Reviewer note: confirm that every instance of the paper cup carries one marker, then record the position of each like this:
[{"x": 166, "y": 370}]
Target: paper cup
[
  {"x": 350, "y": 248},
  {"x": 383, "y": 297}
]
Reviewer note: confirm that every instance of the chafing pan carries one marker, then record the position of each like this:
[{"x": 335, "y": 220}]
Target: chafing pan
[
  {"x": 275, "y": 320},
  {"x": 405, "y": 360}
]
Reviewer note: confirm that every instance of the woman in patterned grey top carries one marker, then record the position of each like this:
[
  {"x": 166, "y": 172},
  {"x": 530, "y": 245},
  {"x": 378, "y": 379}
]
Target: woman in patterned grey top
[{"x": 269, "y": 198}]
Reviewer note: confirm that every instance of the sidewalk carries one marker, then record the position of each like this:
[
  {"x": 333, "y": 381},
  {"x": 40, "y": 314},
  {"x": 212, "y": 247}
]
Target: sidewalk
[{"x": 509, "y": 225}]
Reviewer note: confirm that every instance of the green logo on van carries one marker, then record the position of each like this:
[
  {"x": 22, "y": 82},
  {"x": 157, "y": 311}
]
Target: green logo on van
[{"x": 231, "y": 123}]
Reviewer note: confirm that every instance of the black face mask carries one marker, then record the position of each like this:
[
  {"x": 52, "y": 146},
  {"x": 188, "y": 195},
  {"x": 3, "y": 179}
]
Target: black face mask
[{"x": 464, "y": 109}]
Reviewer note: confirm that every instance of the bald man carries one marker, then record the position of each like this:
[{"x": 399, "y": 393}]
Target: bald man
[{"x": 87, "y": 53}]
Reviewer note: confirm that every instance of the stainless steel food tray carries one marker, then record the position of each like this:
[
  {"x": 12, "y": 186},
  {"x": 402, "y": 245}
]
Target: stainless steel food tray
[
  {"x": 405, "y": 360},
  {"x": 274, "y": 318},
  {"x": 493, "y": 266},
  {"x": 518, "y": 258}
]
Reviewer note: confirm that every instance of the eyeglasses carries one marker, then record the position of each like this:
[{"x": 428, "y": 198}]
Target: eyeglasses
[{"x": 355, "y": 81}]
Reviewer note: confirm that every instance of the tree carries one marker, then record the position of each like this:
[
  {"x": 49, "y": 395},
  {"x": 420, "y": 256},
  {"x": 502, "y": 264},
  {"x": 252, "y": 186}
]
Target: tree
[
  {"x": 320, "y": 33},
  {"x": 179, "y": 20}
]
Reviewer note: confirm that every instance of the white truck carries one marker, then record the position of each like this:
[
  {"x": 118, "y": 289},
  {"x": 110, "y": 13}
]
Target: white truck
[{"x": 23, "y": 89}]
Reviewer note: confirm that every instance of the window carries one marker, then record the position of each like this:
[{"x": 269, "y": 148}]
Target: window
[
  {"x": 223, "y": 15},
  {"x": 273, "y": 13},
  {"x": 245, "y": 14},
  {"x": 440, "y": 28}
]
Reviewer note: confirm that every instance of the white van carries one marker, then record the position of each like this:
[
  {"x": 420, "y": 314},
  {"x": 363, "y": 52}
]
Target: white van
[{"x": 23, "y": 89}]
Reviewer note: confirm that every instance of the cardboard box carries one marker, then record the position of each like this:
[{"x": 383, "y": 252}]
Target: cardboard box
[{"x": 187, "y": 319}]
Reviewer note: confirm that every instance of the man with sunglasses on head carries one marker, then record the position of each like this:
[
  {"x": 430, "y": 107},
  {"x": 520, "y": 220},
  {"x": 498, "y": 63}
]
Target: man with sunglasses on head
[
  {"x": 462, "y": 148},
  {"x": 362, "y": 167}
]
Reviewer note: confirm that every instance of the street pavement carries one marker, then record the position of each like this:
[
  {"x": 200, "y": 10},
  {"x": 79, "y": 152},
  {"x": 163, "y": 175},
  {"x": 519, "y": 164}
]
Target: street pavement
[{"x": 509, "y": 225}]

▬▬▬

WORK TO BE COMPLETED
Would you return the entries exactly as they stand?

TASK SOLUTION
Reviewer note: confirm that every instance of the paper cup carries one marker, then record the position of each like this:
[{"x": 166, "y": 370}]
Target: paper cup
[
  {"x": 350, "y": 248},
  {"x": 383, "y": 297}
]
Reviewer note: confirm that every instance of the chafing pan carries one marker, then record the position of each like this:
[{"x": 335, "y": 220}]
Target: chafing pan
[
  {"x": 275, "y": 320},
  {"x": 405, "y": 360}
]
Reviewer note: confirm that every instance of the woman in patterned grey top carries one marker, then record the position of each like this:
[
  {"x": 166, "y": 172},
  {"x": 530, "y": 245},
  {"x": 378, "y": 379}
]
Target: woman in patterned grey top
[{"x": 269, "y": 198}]
Reviewer note: confirm that every instance of the sidewalk carries one marker, then record the position of each like this:
[
  {"x": 333, "y": 381},
  {"x": 40, "y": 314},
  {"x": 212, "y": 247}
]
Target: sidewalk
[{"x": 509, "y": 225}]
Reviewer note: confirm that every instance of the green logo on van carries one marker, then record the position of each like this:
[
  {"x": 22, "y": 82},
  {"x": 157, "y": 311}
]
Target: green logo on van
[{"x": 231, "y": 123}]
Reviewer note: confirm that every instance of the black face mask carries one marker, then record the position of each like this:
[
  {"x": 52, "y": 146},
  {"x": 188, "y": 195},
  {"x": 3, "y": 179}
]
Target: black face mask
[{"x": 464, "y": 109}]
Reviewer note: confirm that every instance of the bald man carries one marker, then record the position of each like this:
[{"x": 399, "y": 393}]
Target: bald man
[{"x": 87, "y": 53}]
Reviewer note: confirm that every instance of the stainless steel food tray carries one marker, then record the position of each like this:
[
  {"x": 12, "y": 186},
  {"x": 402, "y": 245}
]
Target: stainless steel food tray
[
  {"x": 405, "y": 360},
  {"x": 274, "y": 318},
  {"x": 493, "y": 266},
  {"x": 518, "y": 258}
]
Reviewer note: confirm that every instance of the eyeglasses carries one marker, then record the position of each like this:
[{"x": 428, "y": 198}]
Target: eyeglasses
[{"x": 355, "y": 81}]
Reviewer note: confirm that every instance of the tree carries one marker, then record the position of each like this:
[
  {"x": 49, "y": 395},
  {"x": 420, "y": 256},
  {"x": 502, "y": 264},
  {"x": 252, "y": 186}
]
Target: tree
[
  {"x": 320, "y": 33},
  {"x": 179, "y": 20}
]
Reviewer note: confirm that every instance of the white truck carries one marker, then record the position of each like this:
[
  {"x": 118, "y": 289},
  {"x": 110, "y": 13}
]
Target: white truck
[{"x": 23, "y": 89}]
Reviewer note: confirm that every instance of the window carries one marker, then record the position of each like this:
[{"x": 269, "y": 148}]
Target: window
[
  {"x": 223, "y": 15},
  {"x": 273, "y": 13},
  {"x": 245, "y": 14},
  {"x": 440, "y": 28}
]
Reviewer note: confirm that every instance of the white van carries one marker, then record the position of each like this:
[
  {"x": 420, "y": 314},
  {"x": 363, "y": 52}
]
Target: white van
[{"x": 23, "y": 89}]
Reviewer note: confirm that every instance of the cardboard box carries one marker, then record the position of each like this:
[{"x": 383, "y": 252}]
Target: cardboard box
[{"x": 187, "y": 319}]
Reviewer note: confirm that every instance of the man with sunglasses on head carries one marker, then record the position of each like this:
[
  {"x": 430, "y": 107},
  {"x": 520, "y": 220},
  {"x": 498, "y": 63}
]
Target: man with sunglasses on head
[
  {"x": 462, "y": 148},
  {"x": 362, "y": 167}
]
Reviewer note: confirm that every instance of the street pavement carries one marker, then record the position of each like this:
[
  {"x": 200, "y": 10},
  {"x": 79, "y": 152},
  {"x": 163, "y": 175},
  {"x": 519, "y": 164}
]
Target: street pavement
[{"x": 509, "y": 225}]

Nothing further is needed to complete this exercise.